DATA
++++++
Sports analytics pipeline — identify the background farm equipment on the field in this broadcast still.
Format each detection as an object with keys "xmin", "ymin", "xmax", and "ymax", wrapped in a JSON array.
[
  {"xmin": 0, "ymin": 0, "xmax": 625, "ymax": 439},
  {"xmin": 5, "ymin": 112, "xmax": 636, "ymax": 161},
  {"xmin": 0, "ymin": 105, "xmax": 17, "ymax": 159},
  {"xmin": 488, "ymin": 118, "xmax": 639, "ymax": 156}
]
++++++
PROBLEM TO SOLVE
Set down every record once more, exactly as written.

OUTPUT BELOW
Sports analytics pipeline — identify the background farm equipment on the field in this broadcast still.
Format each detection as an object with keys "xmin", "ymin", "xmax", and "ymax", wrapped in a JSON array.
[
  {"xmin": 0, "ymin": 0, "xmax": 625, "ymax": 439},
  {"xmin": 5, "ymin": 112, "xmax": 636, "ymax": 161},
  {"xmin": 0, "ymin": 105, "xmax": 17, "ymax": 159},
  {"xmin": 488, "ymin": 118, "xmax": 639, "ymax": 156}
]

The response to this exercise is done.